Журнал Наш Современник - Журнал Наш Современник №11 (2004)
Отказали твои пистолеты,
Опоздали твои поезда.
Рубцовское “Посвящение другу” заканчивается так:
Но люблю тебя в дни непогоды
И желаю тебе навсегда,
Чтоб гудели твои пароходы,
Чтоб свистели твои поезда!
У Кузнецова:
Не кори меня, мальчик, не сетуй...
Ничего, на другие года
Сохраню я твои пистолеты,
Подожду я твои поезда.
Концовки, в общем-то, прямо противоположные по смыслу, на зато многое другое — стихотворный размер, рефрены с “поездами” — совершенно совпадает.
Знаменитое стихотворение Рубцова “Поезд” начинается словами: “Поезд мчался с грохотом и воем...”. А одно из последних произведений Кузнецова, “Встреча”, начинается так: “Поезд мчался на бешеной скорости...”.

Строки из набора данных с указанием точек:

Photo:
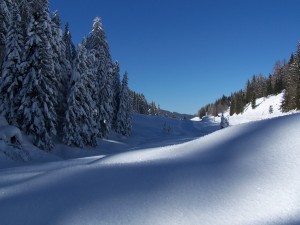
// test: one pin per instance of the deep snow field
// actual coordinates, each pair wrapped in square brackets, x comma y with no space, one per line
[168,172]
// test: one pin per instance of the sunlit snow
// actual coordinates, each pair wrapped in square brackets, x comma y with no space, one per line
[193,174]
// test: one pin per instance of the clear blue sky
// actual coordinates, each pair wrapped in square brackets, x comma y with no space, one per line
[184,54]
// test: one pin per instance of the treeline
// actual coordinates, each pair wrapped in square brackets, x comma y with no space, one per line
[285,78]
[51,89]
[140,105]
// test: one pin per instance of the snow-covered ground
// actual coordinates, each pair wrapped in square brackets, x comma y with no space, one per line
[260,112]
[168,172]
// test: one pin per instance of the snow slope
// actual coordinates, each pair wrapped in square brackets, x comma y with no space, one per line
[244,174]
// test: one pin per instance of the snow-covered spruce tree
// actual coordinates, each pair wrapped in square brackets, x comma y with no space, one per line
[11,79]
[116,85]
[123,123]
[97,43]
[62,68]
[5,20]
[79,126]
[292,80]
[70,47]
[39,92]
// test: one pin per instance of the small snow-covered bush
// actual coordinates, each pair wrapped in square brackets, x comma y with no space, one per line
[224,122]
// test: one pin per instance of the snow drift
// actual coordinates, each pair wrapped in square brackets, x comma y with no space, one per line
[245,174]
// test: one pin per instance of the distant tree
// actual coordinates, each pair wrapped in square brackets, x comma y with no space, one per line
[123,124]
[271,110]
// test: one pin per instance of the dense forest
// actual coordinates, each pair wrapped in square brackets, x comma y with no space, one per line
[49,88]
[285,78]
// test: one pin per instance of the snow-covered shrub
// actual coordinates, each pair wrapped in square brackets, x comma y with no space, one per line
[224,122]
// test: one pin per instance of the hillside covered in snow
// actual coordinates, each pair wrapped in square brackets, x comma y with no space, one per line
[169,172]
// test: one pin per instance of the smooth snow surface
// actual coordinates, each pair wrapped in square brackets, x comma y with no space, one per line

Содержание задания:
Перепишите без изменений часть текста о стихах Рубцова и Кузнецова: начните со слов «Журнал Наш Современник - Журнал» и остановитесь после слов «мальчик, не сетуй...». При выполнении задания опирайтесь исключительно на текст.

Результат выполнения:
Журнал Наш Современник - Журнал Наш Современник №11 (2004)
Отказали твои пистолеты,
Опоздали твои поезда.
Рубцовское “Посвящение другу” заканчивается так:
Но люблю тебя в дни непогоды
И желаю тебе навсегда,
Чтоб гудели твои пароходы,
Чтоб свистели твои поезда!
У Кузнецова:
Не кори меня, мальчик, не сетуй...